# PROBLEM REQUIREMENTS
Repeat all of the material exactly as given.
***
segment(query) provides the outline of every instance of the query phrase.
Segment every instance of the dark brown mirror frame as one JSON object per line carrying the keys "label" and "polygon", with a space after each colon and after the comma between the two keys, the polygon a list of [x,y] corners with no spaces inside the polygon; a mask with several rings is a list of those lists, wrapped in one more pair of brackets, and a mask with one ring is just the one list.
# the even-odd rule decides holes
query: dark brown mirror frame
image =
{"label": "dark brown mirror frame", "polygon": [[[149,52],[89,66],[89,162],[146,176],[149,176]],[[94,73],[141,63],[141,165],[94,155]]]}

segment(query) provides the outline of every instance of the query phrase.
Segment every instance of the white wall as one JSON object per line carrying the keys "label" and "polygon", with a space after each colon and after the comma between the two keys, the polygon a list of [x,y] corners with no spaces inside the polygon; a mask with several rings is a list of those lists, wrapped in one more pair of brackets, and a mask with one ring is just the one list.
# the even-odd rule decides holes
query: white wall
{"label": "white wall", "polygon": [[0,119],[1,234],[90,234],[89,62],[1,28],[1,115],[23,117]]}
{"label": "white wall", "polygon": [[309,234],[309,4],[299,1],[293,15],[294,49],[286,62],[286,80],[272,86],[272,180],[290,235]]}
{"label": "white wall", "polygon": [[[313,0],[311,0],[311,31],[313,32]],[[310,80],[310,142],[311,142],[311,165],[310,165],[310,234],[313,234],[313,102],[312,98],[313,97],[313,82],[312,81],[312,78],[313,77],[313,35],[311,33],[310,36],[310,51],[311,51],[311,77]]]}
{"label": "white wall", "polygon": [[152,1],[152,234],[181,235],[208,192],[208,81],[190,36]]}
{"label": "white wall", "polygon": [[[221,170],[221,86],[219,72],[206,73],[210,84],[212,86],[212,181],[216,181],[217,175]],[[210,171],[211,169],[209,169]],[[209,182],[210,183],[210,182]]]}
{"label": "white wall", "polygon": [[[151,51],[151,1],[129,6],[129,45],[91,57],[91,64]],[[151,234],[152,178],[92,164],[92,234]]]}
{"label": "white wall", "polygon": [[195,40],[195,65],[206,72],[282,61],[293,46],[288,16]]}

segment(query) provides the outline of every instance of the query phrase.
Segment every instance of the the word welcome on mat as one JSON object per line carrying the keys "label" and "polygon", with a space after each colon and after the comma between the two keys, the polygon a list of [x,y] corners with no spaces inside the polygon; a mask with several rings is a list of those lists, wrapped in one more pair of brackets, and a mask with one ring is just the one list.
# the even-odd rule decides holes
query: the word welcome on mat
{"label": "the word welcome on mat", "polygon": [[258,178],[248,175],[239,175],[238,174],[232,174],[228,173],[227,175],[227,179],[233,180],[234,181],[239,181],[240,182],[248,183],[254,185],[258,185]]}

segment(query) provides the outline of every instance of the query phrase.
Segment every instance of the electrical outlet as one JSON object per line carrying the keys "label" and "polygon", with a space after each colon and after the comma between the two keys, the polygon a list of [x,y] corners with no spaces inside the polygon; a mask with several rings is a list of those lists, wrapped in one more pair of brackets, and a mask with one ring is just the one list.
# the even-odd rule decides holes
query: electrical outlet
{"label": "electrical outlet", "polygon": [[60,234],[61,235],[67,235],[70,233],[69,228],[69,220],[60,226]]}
***
# THE RESULT
segment(query) provides the outline of every instance of the query phrase.
Segment every instance of the dark brown mirror frame as one JSON object per line carrying the keys "label" and "polygon", with a space after each colon and after the comma between the two keys, the polygon a list of [x,y] corners with no spaces inside the polygon; a mask with several rings is a list of those lists, wrapped in one more pair of brackets, and a mask with one ring is just the one list.
# the even-odd rule decides holes
query: dark brown mirror frame
image =
{"label": "dark brown mirror frame", "polygon": [[[149,52],[89,66],[89,162],[146,176],[149,176]],[[94,73],[141,63],[141,165],[94,155]]]}

segment(query) provides the outline of every instance of the query phrase.
Segment every instance of the white wall as one JSON object per line carrying the keys "label" and "polygon", with a space after each colon and after the comma between the two keys, the polygon a list of [x,y] corners with no spaces inside the polygon; a mask with several rings is a list of those lists, wrapped in one more pair of brackets, and a mask with one ring is just the one list.
# the even-odd rule decides holes
query: white wall
{"label": "white wall", "polygon": [[0,119],[1,234],[90,234],[89,62],[1,28],[1,115],[23,117]]}
{"label": "white wall", "polygon": [[309,234],[309,4],[299,1],[293,15],[294,49],[286,62],[286,80],[272,86],[272,180],[290,235]]}
{"label": "white wall", "polygon": [[[313,0],[311,0],[311,31],[313,32]],[[310,80],[310,142],[311,142],[311,165],[310,165],[310,234],[313,234],[313,102],[312,98],[313,97],[313,82],[312,81],[312,78],[313,77],[313,35],[311,33],[310,36],[310,51],[311,51],[311,77]]]}
{"label": "white wall", "polygon": [[152,1],[152,234],[181,235],[208,192],[208,81],[190,36]]}
{"label": "white wall", "polygon": [[[221,170],[221,86],[219,72],[206,73],[210,84],[212,86],[212,181],[216,181],[217,175]],[[210,171],[211,169],[209,169]],[[209,182],[210,183],[210,182]]]}
{"label": "white wall", "polygon": [[[151,51],[151,1],[129,6],[129,45],[91,57],[91,64]],[[151,234],[152,178],[92,164],[92,234]]]}
{"label": "white wall", "polygon": [[195,40],[195,65],[206,72],[282,61],[293,46],[288,16]]}

segment(query) provides the outline of every instance of the query phrase.
Segment every instance of the the word welcome on mat as one JSON object per line carrying the keys "label" and "polygon", with a space after each colon and after the comma between the two keys, the polygon a list of [x,y] corners with no spaces inside the polygon; a mask with several rings is a list of those lists, wrapped in one more pair of brackets, and a mask with one ring is just the one list.
# the even-odd rule decides holes
query: the word welcome on mat
{"label": "the word welcome on mat", "polygon": [[258,178],[248,175],[239,175],[238,174],[232,174],[228,173],[227,175],[227,179],[233,180],[234,181],[239,181],[240,182],[248,183],[254,185],[258,185]]}

segment(query) provides the outline of every instance of the query phrase.
Segment every instance of the electrical outlet as one JSON object per line carrying the keys "label" and "polygon", with a space after each colon and after the comma between the two keys, the polygon a list of [x,y] corners with no spaces inside the polygon; a mask with several rings is a list of those lists, wrapped in one more pair of brackets, and a mask with one ring is just the one list.
# the even-odd rule decides holes
query: electrical outlet
{"label": "electrical outlet", "polygon": [[60,234],[61,235],[67,235],[70,233],[69,228],[69,220],[60,226]]}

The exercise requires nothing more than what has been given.